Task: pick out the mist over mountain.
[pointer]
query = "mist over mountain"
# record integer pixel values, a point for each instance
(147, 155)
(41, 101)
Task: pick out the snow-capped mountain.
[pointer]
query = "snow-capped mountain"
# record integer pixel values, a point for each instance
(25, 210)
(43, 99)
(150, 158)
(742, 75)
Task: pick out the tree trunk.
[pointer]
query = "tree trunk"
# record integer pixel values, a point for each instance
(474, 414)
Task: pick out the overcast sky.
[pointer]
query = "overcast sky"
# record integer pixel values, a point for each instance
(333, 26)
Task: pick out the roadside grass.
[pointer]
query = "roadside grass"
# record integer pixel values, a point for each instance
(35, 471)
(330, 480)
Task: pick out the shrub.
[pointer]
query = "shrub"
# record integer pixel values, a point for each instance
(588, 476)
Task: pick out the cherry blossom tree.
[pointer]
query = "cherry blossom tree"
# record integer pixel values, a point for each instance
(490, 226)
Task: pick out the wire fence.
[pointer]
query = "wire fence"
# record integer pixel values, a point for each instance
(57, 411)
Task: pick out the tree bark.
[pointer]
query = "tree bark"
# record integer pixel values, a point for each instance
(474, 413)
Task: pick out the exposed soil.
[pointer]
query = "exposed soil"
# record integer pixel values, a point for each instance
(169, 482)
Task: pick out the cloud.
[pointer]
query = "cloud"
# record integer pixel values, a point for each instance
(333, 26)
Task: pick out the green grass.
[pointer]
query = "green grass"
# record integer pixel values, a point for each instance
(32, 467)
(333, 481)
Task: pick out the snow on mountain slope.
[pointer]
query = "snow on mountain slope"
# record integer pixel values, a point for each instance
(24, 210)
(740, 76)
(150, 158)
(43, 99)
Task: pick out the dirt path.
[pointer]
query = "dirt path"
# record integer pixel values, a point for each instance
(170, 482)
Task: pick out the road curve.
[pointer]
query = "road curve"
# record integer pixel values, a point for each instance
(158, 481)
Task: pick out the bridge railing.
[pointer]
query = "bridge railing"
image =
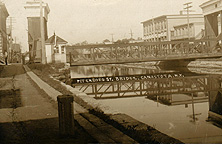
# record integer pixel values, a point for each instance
(150, 86)
(137, 52)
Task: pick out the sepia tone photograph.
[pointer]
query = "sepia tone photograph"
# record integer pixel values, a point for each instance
(110, 71)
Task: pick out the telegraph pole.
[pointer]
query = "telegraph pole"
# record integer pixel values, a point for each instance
(188, 6)
(42, 34)
(112, 38)
(131, 34)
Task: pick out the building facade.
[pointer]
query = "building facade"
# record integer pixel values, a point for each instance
(3, 32)
(34, 29)
(180, 32)
(212, 11)
(55, 49)
(160, 28)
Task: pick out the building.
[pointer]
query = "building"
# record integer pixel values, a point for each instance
(3, 32)
(160, 28)
(180, 32)
(55, 49)
(15, 53)
(34, 34)
(212, 11)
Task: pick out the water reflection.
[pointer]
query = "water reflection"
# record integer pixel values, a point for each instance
(185, 116)
(113, 70)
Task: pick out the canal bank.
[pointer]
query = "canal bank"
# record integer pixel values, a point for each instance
(128, 125)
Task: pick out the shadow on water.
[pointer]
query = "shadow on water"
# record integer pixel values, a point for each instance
(40, 131)
(190, 107)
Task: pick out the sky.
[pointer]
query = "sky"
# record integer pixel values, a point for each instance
(95, 20)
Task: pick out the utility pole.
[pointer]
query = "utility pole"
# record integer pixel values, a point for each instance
(10, 29)
(112, 38)
(188, 6)
(9, 49)
(154, 29)
(131, 34)
(42, 34)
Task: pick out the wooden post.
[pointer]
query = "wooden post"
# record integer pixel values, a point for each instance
(70, 58)
(66, 116)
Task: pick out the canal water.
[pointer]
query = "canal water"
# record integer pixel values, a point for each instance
(183, 117)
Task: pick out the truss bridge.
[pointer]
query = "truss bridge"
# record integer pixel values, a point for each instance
(143, 52)
(151, 85)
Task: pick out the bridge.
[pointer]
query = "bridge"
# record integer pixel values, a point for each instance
(147, 85)
(143, 52)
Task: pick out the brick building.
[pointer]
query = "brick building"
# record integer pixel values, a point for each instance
(159, 28)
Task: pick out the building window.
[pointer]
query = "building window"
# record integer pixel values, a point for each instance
(56, 49)
(62, 49)
(172, 33)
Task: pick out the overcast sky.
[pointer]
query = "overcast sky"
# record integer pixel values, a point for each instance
(95, 20)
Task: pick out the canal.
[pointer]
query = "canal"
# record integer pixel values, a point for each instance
(178, 105)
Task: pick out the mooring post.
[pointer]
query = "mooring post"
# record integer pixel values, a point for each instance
(66, 116)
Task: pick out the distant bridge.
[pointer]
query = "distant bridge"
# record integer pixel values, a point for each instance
(143, 52)
(148, 85)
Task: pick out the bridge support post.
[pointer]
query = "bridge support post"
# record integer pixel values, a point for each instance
(66, 116)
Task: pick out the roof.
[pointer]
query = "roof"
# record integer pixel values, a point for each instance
(175, 16)
(59, 40)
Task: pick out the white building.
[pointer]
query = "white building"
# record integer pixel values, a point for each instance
(55, 49)
(159, 28)
(180, 32)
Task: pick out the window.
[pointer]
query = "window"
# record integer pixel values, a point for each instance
(56, 49)
(62, 49)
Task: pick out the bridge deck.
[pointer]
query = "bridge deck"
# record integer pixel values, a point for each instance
(143, 52)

• **YOUR ASSIGNMENT**: Would you restate the records above word for word and exclude the pictures?

• **SOLUTION TO THIS PROBLEM**:
Task: pick out the mist over mountain.
[pointer]
query = "mist over mountain"
# record integer pixel values, a point for each instance
(147, 155)
(41, 101)
Task: pick out the snow-capped mountain.
[pointer]
query = "snow-capped mountain"
# record integer pixel values, a point for each instance
(25, 210)
(43, 99)
(150, 158)
(742, 75)
Task: pick out the tree trunk.
[pointer]
query = "tree trunk"
# record integer pixel values, a point for each instance
(474, 414)
Task: pick out the overcast sky.
[pointer]
query = "overcast sky"
# record integer pixel values, a point for each instance
(333, 26)
Task: pick out the roadside grass.
[pointer]
query = "roadside grass"
# record integer pixel values, a point for each instance
(35, 471)
(330, 480)
Task: pick out the shrub.
[pointer]
query = "shrub"
# record integer pixel values, a point for each instance
(588, 476)
Task: pick out the cherry blossom tree.
[pointer]
query = "cherry blossom tree"
# record integer pixel values, a point for each instance
(490, 226)
Task: pick out the wire fence.
[pointer]
query = "wire fence"
# record integer pixel values, a point for each instance
(57, 411)
Task: pick out the tree bark.
[pointer]
query = "tree bark"
# record integer pixel values, a point for each instance
(474, 413)
Task: pick out the exposed soil.
[pointer]
query = "exposed soil"
# record integer pixel values, a point for each instance
(169, 482)
Task: pick out the cloud.
[pointer]
query = "cloud"
# record integer pixel values, a point for each instance
(333, 26)
Task: pick out the green grass.
[pointer]
query = "green grass"
# record integer pixel values, a point for each instance
(32, 467)
(333, 481)
Task: pick out the snow on mountain slope.
[pointer]
query = "snow on mountain slope"
# record integer pixel values, a point for each instance
(24, 210)
(740, 76)
(150, 158)
(43, 99)
Task: pick out the dirt path.
[pointer]
query = "dirt path"
# record integer pixel values, a point for each instance
(170, 482)
Task: pick out the road curve.
[pointer]
query = "road curve"
# record integer pixel values, a point for each instance
(158, 481)
Task: pick out the bridge railing.
[pointer]
query = "bridge railing"
image =
# record integer pixel values, a point for each instance
(150, 86)
(137, 52)
Task: pick out the sepia tone photograph.
[pointer]
query = "sepia tone photograph"
# record integer pixel values, a point for each instance
(110, 71)
Task: pick out the telegraph pole.
[pointer]
query = "telegraph pole"
# record integer pixel values, a point for each instance
(188, 6)
(42, 34)
(112, 38)
(131, 34)
Task: pick out the building facade.
[pointer]
query = "building facade"
# record integer pixel values, a point for each instance
(3, 32)
(34, 29)
(180, 32)
(212, 11)
(55, 49)
(160, 28)
Task: pick out the building.
[pointer]
query = "building"
# record integer pixel values, a point for each instance
(3, 32)
(160, 28)
(180, 32)
(55, 49)
(15, 53)
(34, 34)
(212, 11)
Task: pick out the water reflection.
[pointer]
query = "water reflection"
# record integer pixel values, a point for each instance
(185, 116)
(113, 70)
Task: pick out the canal bank.
[pointer]
query = "canal bank"
# record integer pixel values, a point for each instance
(128, 125)
Task: pick out the shadow on water.
[pointer]
query = "shadow on water"
# record integer pixel values, a point for each instance
(40, 131)
(190, 107)
Task: pick out the sky.
[pointer]
query = "sky"
# record integer pixel values, a point for each instance
(95, 20)
Task: pick out the utility pole.
[pointer]
query = "utility pole"
# record integer pixel values, a point for each instance
(10, 29)
(112, 38)
(188, 6)
(9, 49)
(154, 29)
(131, 34)
(42, 34)
Task: pick out the wooden post.
[pointer]
query = "wooden post"
# record integer pixel values, a point for each instance
(70, 58)
(66, 116)
Task: pick out the canal water.
[pointer]
query = "canal water"
# record integer pixel values, a point for each instance
(183, 117)
Task: pick out the truss bridge.
[pointer]
query = "truss bridge"
# record integer pixel values, a point for each instance
(143, 52)
(151, 85)
Task: pick out the bridge.
[pointer]
query = "bridge"
# record integer pixel values, a point for each instance
(147, 85)
(143, 52)
Task: pick out the brick building.
[pointer]
query = "brick building"
# record integer pixel values, a point for each instance
(159, 28)
Task: pick out the building window.
[pointer]
query = "building window"
# record integer pixel values, a point for each instance
(56, 49)
(62, 49)
(172, 33)
Task: pick out the overcast sky.
[pointer]
query = "overcast sky"
# record integer pixel values, a point for each instance
(95, 20)
Task: pick out the canal.
[pointer]
query = "canal"
# record integer pixel values, a point for each instance
(178, 105)
Task: pick out the mooring post.
[pointer]
query = "mooring post"
# record integer pixel values, a point for each instance
(66, 116)
Task: pick out the distant bridge.
[pointer]
query = "distant bridge"
# record integer pixel values, a point for each instance
(143, 52)
(148, 85)
Task: pick out the bridge support post.
[pointer]
query = "bridge support post"
# record integer pixel values, a point for each instance
(66, 116)
Task: pick out the roof.
[pointer]
query = "roof"
# record integer pixel values, a point for each instance
(175, 16)
(59, 40)
Task: pick out the white building.
[pointer]
query = "white building"
# record integer pixel values, a point for each instance
(55, 49)
(159, 28)
(180, 32)
Task: pick out the window.
[pointer]
query = "window"
# record integer pixel values, a point for each instance
(56, 49)
(62, 49)
Task: pick out the bridge deck.
[pointer]
query = "bridge deck"
# record integer pixel values, a point for each instance
(143, 52)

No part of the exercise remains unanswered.